→ **Given exercise**:
Copy the records below again, replacing each "Target" with "Label" and changing nothing else.

→ **Extracted records**:
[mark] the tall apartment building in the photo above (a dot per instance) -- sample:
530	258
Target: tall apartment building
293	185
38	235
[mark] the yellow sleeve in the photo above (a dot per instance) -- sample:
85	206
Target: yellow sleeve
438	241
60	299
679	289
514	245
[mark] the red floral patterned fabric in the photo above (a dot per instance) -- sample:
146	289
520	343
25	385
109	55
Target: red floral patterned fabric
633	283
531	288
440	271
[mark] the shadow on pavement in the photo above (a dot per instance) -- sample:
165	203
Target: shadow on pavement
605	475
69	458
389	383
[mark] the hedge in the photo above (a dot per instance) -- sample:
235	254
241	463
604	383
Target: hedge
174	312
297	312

→ **Response below**:
[mark] the tall apartment building in the photo above (a dot per instance) -- sample:
530	258
Label: tall apartment building
293	185
38	235
[mark] the yellow sleeve in the photo above (a dot per instance) -- sample:
85	206
Label: yellow sleeve
438	241
60	299
679	289
514	245
[mark] the red floral patterned fabric in the photo above (a dot per instance) -- sample:
146	289
520	343
25	385
109	55
Label: red floral patterned fabric
633	283
531	288
440	271
[mark] the shadow on pavement in the photo above (a dot per instance) -- sample:
165	203
Label: shadow on pavement
605	475
69	458
389	383
[mark] the hedge in the photo above (a dot per instance) -- sample:
235	254
241	463
604	383
Label: hedge
174	312
297	312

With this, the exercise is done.